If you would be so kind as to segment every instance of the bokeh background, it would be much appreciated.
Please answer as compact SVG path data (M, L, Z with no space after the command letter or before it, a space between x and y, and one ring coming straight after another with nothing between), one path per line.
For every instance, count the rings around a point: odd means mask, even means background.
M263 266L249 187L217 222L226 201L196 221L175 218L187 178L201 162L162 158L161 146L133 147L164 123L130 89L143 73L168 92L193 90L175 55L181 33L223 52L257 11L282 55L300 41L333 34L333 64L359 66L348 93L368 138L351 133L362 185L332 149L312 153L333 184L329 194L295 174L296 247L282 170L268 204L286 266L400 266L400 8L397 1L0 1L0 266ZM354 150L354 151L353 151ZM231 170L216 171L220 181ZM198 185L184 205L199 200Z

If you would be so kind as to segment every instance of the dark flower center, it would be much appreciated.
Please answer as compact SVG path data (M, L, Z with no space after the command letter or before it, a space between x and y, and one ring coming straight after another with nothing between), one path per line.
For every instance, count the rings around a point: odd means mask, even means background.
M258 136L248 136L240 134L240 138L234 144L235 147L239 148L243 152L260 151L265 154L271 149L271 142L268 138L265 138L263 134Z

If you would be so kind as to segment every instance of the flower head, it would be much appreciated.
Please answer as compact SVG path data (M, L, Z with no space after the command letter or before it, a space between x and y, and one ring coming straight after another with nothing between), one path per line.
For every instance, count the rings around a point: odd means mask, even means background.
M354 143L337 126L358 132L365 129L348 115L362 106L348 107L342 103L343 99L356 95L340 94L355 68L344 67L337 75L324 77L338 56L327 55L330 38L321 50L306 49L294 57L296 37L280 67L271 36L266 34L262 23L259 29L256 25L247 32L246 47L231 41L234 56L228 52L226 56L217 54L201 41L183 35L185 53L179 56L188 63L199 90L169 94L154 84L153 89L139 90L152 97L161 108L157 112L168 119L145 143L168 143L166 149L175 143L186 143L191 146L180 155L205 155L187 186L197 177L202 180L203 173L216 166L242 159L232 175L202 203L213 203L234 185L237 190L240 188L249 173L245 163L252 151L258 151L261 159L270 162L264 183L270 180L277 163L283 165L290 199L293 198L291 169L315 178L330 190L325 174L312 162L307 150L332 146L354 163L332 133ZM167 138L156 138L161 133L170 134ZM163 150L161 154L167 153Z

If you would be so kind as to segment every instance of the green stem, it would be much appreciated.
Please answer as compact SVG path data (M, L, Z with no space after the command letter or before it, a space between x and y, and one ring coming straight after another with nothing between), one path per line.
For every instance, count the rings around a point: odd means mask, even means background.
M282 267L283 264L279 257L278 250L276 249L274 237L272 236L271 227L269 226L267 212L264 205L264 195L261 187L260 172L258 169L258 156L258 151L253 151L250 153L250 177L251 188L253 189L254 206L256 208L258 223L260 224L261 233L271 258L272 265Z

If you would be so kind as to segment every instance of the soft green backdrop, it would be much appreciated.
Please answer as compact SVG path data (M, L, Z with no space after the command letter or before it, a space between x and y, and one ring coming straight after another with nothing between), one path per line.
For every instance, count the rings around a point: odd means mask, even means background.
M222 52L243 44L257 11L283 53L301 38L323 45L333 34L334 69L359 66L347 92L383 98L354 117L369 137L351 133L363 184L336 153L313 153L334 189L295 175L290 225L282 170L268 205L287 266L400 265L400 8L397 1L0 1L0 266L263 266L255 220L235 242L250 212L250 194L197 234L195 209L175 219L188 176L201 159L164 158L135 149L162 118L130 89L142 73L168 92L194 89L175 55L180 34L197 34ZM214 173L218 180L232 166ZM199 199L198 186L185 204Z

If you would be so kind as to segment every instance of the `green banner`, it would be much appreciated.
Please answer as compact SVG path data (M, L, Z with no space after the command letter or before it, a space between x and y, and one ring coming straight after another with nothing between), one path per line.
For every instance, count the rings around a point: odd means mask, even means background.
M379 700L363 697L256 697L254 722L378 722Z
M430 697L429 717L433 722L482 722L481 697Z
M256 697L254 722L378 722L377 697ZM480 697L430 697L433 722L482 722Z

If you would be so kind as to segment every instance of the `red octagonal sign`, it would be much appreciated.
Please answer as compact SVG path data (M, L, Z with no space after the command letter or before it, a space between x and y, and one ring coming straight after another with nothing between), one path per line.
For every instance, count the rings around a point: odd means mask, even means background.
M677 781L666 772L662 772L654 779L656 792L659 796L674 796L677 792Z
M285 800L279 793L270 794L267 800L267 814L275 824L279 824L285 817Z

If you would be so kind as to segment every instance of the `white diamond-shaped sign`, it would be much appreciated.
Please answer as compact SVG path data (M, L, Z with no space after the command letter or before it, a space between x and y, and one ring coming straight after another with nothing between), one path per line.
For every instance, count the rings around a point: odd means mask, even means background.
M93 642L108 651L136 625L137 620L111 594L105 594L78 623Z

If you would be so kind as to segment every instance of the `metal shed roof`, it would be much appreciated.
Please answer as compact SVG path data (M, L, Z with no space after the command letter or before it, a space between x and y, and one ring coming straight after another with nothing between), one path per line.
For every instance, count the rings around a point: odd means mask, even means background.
==================================================
- _What the task asks_: Copy every record exactly, with nothing added or dropped.

- _Written answer_:
If you would be so kind as to segment every instance of the bokeh background, it would be much appreciated.
Please answer as compact SVG path data (M, L, Z with no space after the command letter or before it, a space between x and y, and one ring coming straight after another with nothing between), one path per line.
For every instance, count the rings around a point: odd means mask, even means background.
M263 266L249 187L217 222L226 201L196 221L175 218L187 178L201 162L162 158L161 146L133 147L164 123L130 89L143 73L168 92L193 90L175 55L181 33L223 52L257 11L282 55L300 41L333 34L333 64L359 66L348 93L368 138L351 133L362 185L332 149L312 153L333 184L329 194L295 174L296 247L282 170L268 204L286 266L400 266L400 8L397 1L0 1L0 266ZM354 150L354 151L353 151ZM231 170L216 171L220 181ZM198 185L184 205L199 200Z

If you would be so kind as to segment every instance of the dark flower center, it would be much appreciated.
Please answer as compact SVG path data (M, L, Z with no space after the command letter or before it, a space between x and y, and one ring coming straight after another with nothing between), one path per line.
For every instance, count the rings around a point: odd means mask, even means background.
M258 136L248 136L240 134L240 138L234 144L235 147L239 148L243 152L260 151L265 154L271 149L271 142L268 138L265 138L263 134Z

If you would be so kind as to segment every instance of the flower head, it would be much appreciated.
Please answer as compact SVG path data (M, L, Z with no space after the command letter or before it, a space between x and y, and one ring coming straight after another with nothing between), one path per line.
For every instance, count the rings around a point: odd means mask, even means background.
M354 143L337 126L358 132L365 129L348 115L362 106L348 107L342 103L343 99L356 95L340 94L355 68L344 67L337 75L324 77L338 56L327 55L330 38L321 50L306 49L294 57L296 37L280 67L271 36L266 34L262 23L259 29L256 25L247 32L246 47L231 41L234 56L228 52L226 56L217 54L201 41L183 35L185 53L179 56L188 63L199 90L169 94L154 84L153 89L139 90L152 97L161 108L157 112L168 119L145 143L168 143L166 149L175 143L186 143L191 146L180 155L205 155L187 186L197 177L202 180L203 173L216 166L242 159L232 175L202 203L213 203L234 185L237 190L240 188L249 173L245 163L252 151L258 151L261 159L270 162L264 183L270 180L277 163L283 165L290 199L293 198L291 169L315 178L330 190L325 174L312 162L307 150L332 146L354 163L332 133ZM167 138L156 138L161 133L170 134ZM163 150L161 154L167 153Z

If you would be so kind as to segment every instance of the green stem, it would be much appreciated.
Please answer as compact SVG path data (M, L, Z with no space after the command letter or before it, a space between x and y, and one ring coming straight after another with nothing between), one path per line.
For every instance, count the rings around a point: odd means mask, even means background.
M282 267L283 264L279 257L278 250L276 249L274 237L272 236L271 227L269 226L267 212L264 205L264 195L261 187L260 172L258 169L258 156L258 151L253 151L250 153L250 177L251 188L253 189L254 206L256 208L258 223L260 224L261 233L271 258L272 265Z

If you would be so kind as to segment every instance of the soft green backdrop, it would be much appreciated.
Please answer as compact SVG path data (M, L, Z with no space after the command letter or before it, a space between x and y, and one ring coming straight after another with nothing between), one path per line.
For every instance, count the rings around a point: odd means mask, even means background.
M222 52L243 44L257 11L283 53L301 38L323 45L333 34L334 69L359 66L347 92L383 98L354 117L369 137L351 133L363 184L336 153L313 153L334 189L295 175L290 225L282 170L268 205L287 266L400 265L400 8L397 1L0 1L0 266L263 266L255 220L235 242L250 212L250 194L197 234L195 209L175 219L188 176L201 159L164 158L135 149L162 118L130 89L142 73L168 92L194 89L175 55L180 34L197 34ZM214 173L218 180L232 166ZM199 199L198 186L185 204Z

If you would be so kind as to segment every instance of the `green banner`, it would be much appreciated.
Please answer as compact SVG path data (M, L, Z with no space after the command letter or before it, a space between x and y, and one ring coming straight after another with nothing between), one path per line.
For every instance, count the rings around a point: odd means mask, even means background.
M379 700L363 697L256 697L254 722L378 722Z
M430 697L429 717L433 722L482 722L481 697Z
M256 697L254 722L378 722L377 697ZM480 697L430 697L433 722L482 722Z

If you would be so kind as to segment every instance of the `red octagonal sign`, it would be much appreciated.
Please answer as compact SVG path data (M, L, Z with no space after the command letter or before it, a space between x and y, and one ring coming straight after another with nothing between), one path per line.
For every instance, count the rings around a point: odd means mask, even means background.
M677 781L666 772L662 772L654 779L656 792L659 796L674 796L677 792Z
M285 800L279 793L270 794L267 800L267 814L275 824L279 824L285 817Z

If you would be so kind as to segment every instance of the `white diamond-shaped sign`, it would be much appreciated.
Please answer as compact SVG path data (M, L, Z with no space after the command letter or before it, a space between x and y, and one ring coming straight after another with nothing between), one path per line.
For every instance, count the rings around a point: odd means mask, even means background.
M93 642L108 651L136 625L137 620L111 594L105 594L78 623Z

If you would be so kind as to segment every instance of the `metal shed roof`, it would be much appreciated.
Please answer as compact SVG path data (M, L, Z with no space after the command letter or before it, a space between x and y, and one ring coming straight after another with nothing between), one path per line.
For every instance, count the rings around a point: odd means mask, even means background.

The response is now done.